* PROBLEM 1 *
Echo the Baari article word for word, everything from "Baari (ਬਾਰੀ) is" down to "in Madrid, Spain.".
* PROBLEM 2 *
Answer these questions from the Baari article:
(a) Where and when did the film have its world premiere?
(b) Which cast member plays Bhola?
(c) When did shooting for the film start, and how long did it take to complete?
* PROBLEM 3 *
According to the Baari article, why is the central woman the one left to look after her family?

* TEXT SHOWN *
2015 Indian short film

Baari (ਬਾਰੀ) is a 2015 Punjabi language Indian short film, directed by Jatinder Preet, a journalist turned filmmaker. Baari had its world premiere at International Film Festival of South Asia in Toronto, Canada in April 2015. It has also been shown at Imagineindia International Film Festival in Madrid, Spain.

Real life farmers and locals from village Changaliwal of Lehragaga in Sangrur district have played different roles in the film highlighting the plight of the widows left behind by the debt-ridden farmers who commit suicide.

== Plot ==
The story of the film is set in rural Punjab, a province in India known to have been the bread basket of the country, but now facing fallout of severe agrarian crisis. While men are addicted to drugs, women have been forced to look out for sustenance elsewhere. Some women in the village have started going to the nearby towns about whom the villagers make insinuating remarks. It's night and a woman, the central character in the film, who remains unnamed, is unable to sleep. She recounts her recent past from the time she came to that house as a newly-wedded bride. Her first husband, a small-time farmer, committed suicide and she was remarried to her brother in law, Bhola, a cripple and a drug-addict. Failing to cope with mounting debts he too ended his life consuming pesticide. Having watched them die one after the other, she is the one left to look for the rest of the family, consisting of her young daughter and infirm father in law. Spending the whole night awake she finally arrives at a decision. The woman who has so far seen decisions being taken for her by others only, decides to take things in her own hands and fight on. As another day comes up she announces to her father in law that she is going to town. She steps out of her home all prepared to face the challenges of life anew.

== Cast ==
- Raj Dhaliwal as central woman character
- Hardarshan as Bhola, her second husband
- Jagmel Singh as father-in-law
- Navdeep as first husband
- Pirthipal as Moneylender
- Ashok Garg as moneylender's assistant
- Veerpal Kaur as her daughter
- Chinto as a woman in the mourning and wedding scenes
- Gurmel Khokhar as first man in the mourning scene
- Bihari Mander as second man in the mourning scene

==Production==
This is the debut film of the director Jatinder Preet, also known as Jaypee. The story of the film was developed during his visits with his partner Amrita Chaudhry to Lehragaga, a small town in Punjab that has witnessed a spate of farmer suicides over the past several years. The shooting for the film started in November 2014 and it was completed in four months under the banner Spirit of Amrita Foundation, formed after Chaudhary's death in a road accident in 2012. No professional actors were hired for the project and the film does not follow much of conventional cinematic devices, narrating the story in a very realistic manner. No background music has been used in the narrative with a realistic sound-design.

* RECORD EXCERPTS *
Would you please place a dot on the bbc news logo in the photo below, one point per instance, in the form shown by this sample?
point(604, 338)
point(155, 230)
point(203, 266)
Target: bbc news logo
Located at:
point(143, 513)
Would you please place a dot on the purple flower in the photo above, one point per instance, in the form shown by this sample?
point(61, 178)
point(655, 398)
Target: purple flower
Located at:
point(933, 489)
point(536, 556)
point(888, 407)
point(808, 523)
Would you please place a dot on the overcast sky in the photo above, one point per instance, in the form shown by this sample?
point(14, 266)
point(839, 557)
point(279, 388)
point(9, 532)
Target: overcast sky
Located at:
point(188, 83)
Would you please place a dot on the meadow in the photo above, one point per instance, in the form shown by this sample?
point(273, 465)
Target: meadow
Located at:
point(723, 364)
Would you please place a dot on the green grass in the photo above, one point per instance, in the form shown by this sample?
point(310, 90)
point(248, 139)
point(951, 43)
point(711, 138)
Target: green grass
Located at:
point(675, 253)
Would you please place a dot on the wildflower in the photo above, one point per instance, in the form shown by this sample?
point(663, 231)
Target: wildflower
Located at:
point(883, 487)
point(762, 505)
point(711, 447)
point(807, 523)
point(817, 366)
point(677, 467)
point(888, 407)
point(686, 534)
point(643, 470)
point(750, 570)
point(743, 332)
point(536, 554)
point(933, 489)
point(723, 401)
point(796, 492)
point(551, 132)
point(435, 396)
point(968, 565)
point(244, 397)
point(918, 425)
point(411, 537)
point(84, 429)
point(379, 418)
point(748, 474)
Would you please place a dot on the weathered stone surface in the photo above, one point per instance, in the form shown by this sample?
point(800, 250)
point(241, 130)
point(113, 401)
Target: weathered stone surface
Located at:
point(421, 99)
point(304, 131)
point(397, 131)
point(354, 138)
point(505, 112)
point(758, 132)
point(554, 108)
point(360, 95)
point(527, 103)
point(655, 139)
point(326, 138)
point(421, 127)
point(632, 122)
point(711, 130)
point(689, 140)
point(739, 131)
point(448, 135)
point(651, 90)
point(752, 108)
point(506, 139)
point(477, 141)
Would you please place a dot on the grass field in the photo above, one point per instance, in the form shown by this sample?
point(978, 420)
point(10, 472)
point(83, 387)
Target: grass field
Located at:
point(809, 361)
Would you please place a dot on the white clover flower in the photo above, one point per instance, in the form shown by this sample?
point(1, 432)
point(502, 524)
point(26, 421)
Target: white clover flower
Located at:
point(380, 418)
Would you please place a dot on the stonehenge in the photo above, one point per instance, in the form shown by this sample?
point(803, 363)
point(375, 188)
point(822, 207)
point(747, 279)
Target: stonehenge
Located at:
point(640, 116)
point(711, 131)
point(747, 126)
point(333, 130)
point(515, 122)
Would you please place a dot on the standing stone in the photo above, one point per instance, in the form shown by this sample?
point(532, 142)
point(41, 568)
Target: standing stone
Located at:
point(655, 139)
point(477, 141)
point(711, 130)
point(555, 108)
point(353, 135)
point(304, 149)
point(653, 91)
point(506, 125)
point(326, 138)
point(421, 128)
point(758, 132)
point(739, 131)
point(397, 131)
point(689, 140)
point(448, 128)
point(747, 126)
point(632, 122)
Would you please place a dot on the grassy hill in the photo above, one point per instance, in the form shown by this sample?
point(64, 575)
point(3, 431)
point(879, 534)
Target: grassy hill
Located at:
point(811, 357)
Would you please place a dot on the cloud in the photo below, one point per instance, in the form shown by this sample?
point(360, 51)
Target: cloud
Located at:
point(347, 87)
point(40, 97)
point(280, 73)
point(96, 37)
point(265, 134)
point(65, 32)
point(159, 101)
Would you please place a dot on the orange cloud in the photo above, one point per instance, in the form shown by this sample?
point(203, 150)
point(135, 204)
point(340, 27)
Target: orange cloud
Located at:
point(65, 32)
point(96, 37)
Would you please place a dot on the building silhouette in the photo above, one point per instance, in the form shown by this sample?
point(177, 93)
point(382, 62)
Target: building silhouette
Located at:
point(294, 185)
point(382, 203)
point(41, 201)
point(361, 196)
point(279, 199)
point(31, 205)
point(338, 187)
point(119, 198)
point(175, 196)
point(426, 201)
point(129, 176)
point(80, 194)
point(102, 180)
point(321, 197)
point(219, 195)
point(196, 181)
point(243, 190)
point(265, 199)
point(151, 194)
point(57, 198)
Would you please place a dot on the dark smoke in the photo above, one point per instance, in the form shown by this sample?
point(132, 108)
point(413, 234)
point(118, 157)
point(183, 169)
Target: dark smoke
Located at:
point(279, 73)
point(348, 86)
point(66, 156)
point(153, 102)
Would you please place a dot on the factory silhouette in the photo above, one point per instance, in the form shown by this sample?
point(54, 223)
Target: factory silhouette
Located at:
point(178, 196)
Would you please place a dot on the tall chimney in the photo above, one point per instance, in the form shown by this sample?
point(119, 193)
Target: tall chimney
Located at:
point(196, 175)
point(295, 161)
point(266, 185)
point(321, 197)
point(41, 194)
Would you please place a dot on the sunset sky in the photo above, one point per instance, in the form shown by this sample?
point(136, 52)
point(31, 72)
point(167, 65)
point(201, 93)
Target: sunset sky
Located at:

* WRITTEN SOLUTION 1 *
Baari (ਬਾਰੀ) is a 2015 Punjabi language Indian short film, directed by Jatinder Preet, a journalist turned filmmaker. Baari had its world premiere at International Film Festival of South Asia in Toronto, Canada in April 2015. It has also been shown at Imagineindia International Film Festival in Madrid, Spain.

* WRITTEN SOLUTION 2 *
(a) It premiered at the International Film Festival of South Asia in Toronto, Canada, in April 2015.
(b) Hardarshan plays Bhola.
(c) Shooting started in November 2014, and the film was completed in four months.

* WRITTEN SOLUTION 3 *
Her first husband committed suicide. Her second husband, Bhola, could not cope with mounting debts and ended his life by consuming pesticide. That leaves her to care for her young daughter and infirm father-in-law.